> [YOUR INSTRUCTIONS]
Could you copy every one of the records below line for line, changing nothing?
— START OF LISTED ENTRIES —
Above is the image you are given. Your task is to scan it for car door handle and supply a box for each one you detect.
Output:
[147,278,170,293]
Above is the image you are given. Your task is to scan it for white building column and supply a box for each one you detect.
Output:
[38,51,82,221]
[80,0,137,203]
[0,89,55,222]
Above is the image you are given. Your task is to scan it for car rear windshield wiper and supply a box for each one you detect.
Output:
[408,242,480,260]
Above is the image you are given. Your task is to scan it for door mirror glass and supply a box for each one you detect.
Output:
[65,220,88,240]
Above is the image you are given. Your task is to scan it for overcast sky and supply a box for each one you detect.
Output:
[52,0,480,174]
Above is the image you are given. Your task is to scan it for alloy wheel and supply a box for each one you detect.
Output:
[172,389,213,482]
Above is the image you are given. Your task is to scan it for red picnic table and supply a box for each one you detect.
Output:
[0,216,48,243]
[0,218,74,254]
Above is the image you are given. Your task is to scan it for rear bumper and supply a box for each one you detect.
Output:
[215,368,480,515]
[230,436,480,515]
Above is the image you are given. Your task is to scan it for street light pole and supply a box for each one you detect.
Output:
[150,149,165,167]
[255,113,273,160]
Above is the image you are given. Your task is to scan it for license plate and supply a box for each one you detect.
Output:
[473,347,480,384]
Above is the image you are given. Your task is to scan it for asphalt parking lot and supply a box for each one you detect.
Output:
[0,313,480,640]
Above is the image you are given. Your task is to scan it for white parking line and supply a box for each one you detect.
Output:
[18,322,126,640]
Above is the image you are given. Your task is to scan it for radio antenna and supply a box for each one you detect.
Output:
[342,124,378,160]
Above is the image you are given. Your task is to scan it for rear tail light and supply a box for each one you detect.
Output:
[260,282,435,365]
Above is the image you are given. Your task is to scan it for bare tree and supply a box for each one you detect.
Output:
— END OF LISTED ENTRIES —
> [CORRECT OUTPUT]
Above is the image you are given. Your task is to scan it for car door handle and supply a box for each one you detect.
Output:
[147,278,170,293]
Above is the image you are given. Your task is to scan it for white building column and supply a box for each one you detect.
Output:
[38,51,82,221]
[80,0,137,203]
[0,89,55,222]
Above is the image you are given. Your task is to scan it for car rear windshield wiper and supply a box for each one you detect.
Output:
[408,242,480,260]
Above is the image you are given. Your task is to scan it for door mirror glass and supply a box for each one you detect.
Output:
[65,220,88,240]
Above is the image you are given. Your task is to scan it for overcast sky and supply a box for each one you detect.
Output:
[52,0,480,174]
Above is the image you are given. Your task is to scan it for alloy wheel and supply a box for each one you detect.
Output:
[172,389,213,482]
Above is the image you are given. Your task is to scan it for red picnic table and supply a box for each one you detect.
Output:
[0,216,48,243]
[0,218,74,254]
Above is the image you are given. Your task is to scan it for rear bumper and supply a box for each one you detect.
Output:
[215,368,480,515]
[230,436,480,515]
Above is the image you are given. Your task is to scan it for street light pole and supply a box for each one you detect.
Output:
[150,149,165,167]
[255,113,273,160]
Above is the image you are given. Your task is to scan it for license plate and supply a box for each one you detect.
Output:
[473,347,480,384]
Above is the image you are given. Your task is to scan it for asphalt parking lot and supply a box for each one you detect.
Output:
[0,313,480,640]
Above is the image you are given. Your task is to scan it for white parking line and supply a box for each one you detect.
Output:
[18,322,126,640]
Above is the image you are given. Your task is to scan it for radio antenna and supply a box for each one you detect.
Output:
[342,124,378,160]
Above is the image you are given. Your task is to scan it for rear tail light and supply a box for each one you detect.
Output:
[260,282,435,365]
Above is the image you are given. Your task is to scan it for bare tree and supply a box for each one you detect.
Output:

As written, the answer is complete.